[Start of Reading passage]

That ranking comes as several house churches were raided during the World Watch List reporting period — Nov. 1, 2018, to Oct. 31, 2019. During that period, Open Doors reports that at least 169 Christians were arrested in Iran.
In June, Article 18, which promotes religious freedom and tolerance for Christians in Iran, released a report in collaboration with its partner organizations Open Doors, Christian Solidarity Worldwide, Middle East Concern and The World Evangelical Alliance, listing five ways Iran violates Christians’ right to religious freedom.
Iran prohibits Persian-language church services and religious materials, and forces closure of those that fail to comply, the report pointed out, adding that the country’s Penal Code is used to prosecute Christians for their peaceful religious activities.
“Iranian authorities prosecute — and in one case executed — Iranians who leave Islam on charges of 'apostasy,' and justifies it through the use of Article 220 of the Iranian Penal Code and Article 167 of the Constitution, which allows judges to rely on non-codified Islamic law,” the report pointed out.
This month, three Iranian Christian converts, who were facing a combined 35 years in prison because of their faith, fled the country after a court rejected their appeal.
The three converts, identified as Kvian Fallah-Mohammadi, Hadi Asgari and Amin Afshar-Naderi, were charged due to their connection to a December 2014 Christmas celebration, according to the U.S.-based International Christian Concern.
The three men fled the Islamic country just weeks after two other Christians — a pastor and his wife — were forced to flee after their appeals were rejected, ICC reported, noting that “the flight of five Christians from within a space of a few weeks is noteworthy, especially as their cases were some of the most publicized among Iran’s persecuted Christian community.”

[End of Reading passage]
[Start of Extracted information]

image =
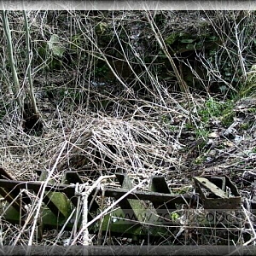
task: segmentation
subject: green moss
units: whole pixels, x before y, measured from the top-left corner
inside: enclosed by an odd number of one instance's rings
[[[220,118],[221,124],[224,127],[229,127],[234,122],[235,112],[233,109],[224,111],[223,116]]]

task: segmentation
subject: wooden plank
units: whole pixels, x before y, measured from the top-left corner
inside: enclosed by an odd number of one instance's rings
[[[218,188],[217,185],[210,182],[207,178],[203,177],[194,177],[194,179],[203,186],[205,189],[208,189],[210,192],[220,198],[228,198],[226,193]]]
[[[42,188],[42,182],[24,182],[24,181],[16,181],[16,180],[5,180],[0,179],[0,187],[2,188],[17,188],[17,189],[27,189],[33,190],[35,192],[39,191]],[[96,189],[95,189],[92,193],[95,193]],[[45,187],[45,191],[54,191],[54,192],[63,192],[69,198],[75,195],[75,188],[71,185],[67,184],[47,184]],[[99,191],[100,192],[100,191]],[[121,197],[125,194],[129,192],[128,189],[111,189],[105,188],[105,196],[107,197]],[[143,201],[159,201],[159,202],[166,202],[172,201],[175,203],[187,203],[189,201],[195,201],[197,200],[197,195],[183,194],[183,195],[168,195],[157,192],[143,192],[143,191],[136,191],[127,195],[126,198],[128,199],[140,199]]]

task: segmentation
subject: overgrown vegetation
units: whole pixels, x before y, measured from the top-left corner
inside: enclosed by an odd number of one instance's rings
[[[1,22],[1,166],[15,178],[44,170],[55,183],[71,170],[91,185],[126,172],[134,184],[145,180],[141,189],[152,175],[189,188],[193,176],[226,174],[250,197],[254,11],[3,11]],[[32,195],[28,216],[39,198]],[[35,223],[1,219],[1,243],[63,244],[76,235],[49,231],[38,241]],[[180,230],[162,244],[195,244]],[[247,241],[242,232],[237,245]],[[244,232],[253,244],[254,230]],[[108,236],[91,244],[122,243]]]

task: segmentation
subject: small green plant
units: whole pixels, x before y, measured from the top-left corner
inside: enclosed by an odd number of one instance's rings
[[[217,102],[214,98],[210,97],[199,111],[199,115],[203,123],[207,123],[212,118],[219,118],[224,126],[229,126],[233,123],[234,103],[232,101]]]

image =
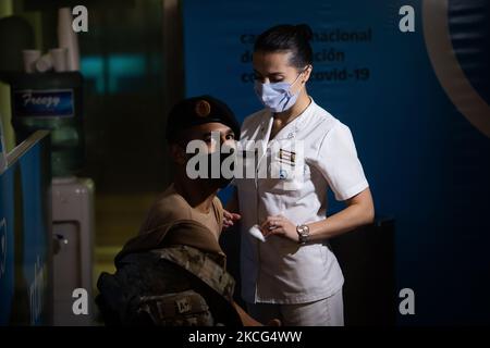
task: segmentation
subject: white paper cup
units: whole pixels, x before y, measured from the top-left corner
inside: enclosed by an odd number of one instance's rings
[[[51,55],[52,67],[54,71],[65,72],[68,71],[68,49],[66,48],[53,48],[49,50]]]
[[[51,54],[44,54],[41,58],[39,58],[36,61],[36,71],[39,73],[45,73],[47,71],[50,71],[52,69],[52,60]]]
[[[22,50],[22,57],[24,59],[24,71],[26,73],[35,72],[35,63],[40,58],[39,50]]]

[End of Extracted information]

● **Set of tasks**
1. Update the passage on Christians in Iran, starting at "Iran prohibits Persian-language" and ending at "peaceful religious activities.", with "prohibits" replaced by "bans".
2. According to the passage on Christians in Iran, why did International Christian Concern consider the flight of the three converts noteworthy?

● **Solutions to the exercise**
1.
Iran bans Persian-language church services and religious materials, and forces closure of those that fail to comply, the report pointed out, adding that the country’s Penal Code is used to prosecute Christians for their peaceful religious activities.

2. Five Christians fled Iran within a few weeks: the three converts and, shortly before them, a pastor and his wife. Their cases were also among the most publicized in Iran's persecuted Christian community.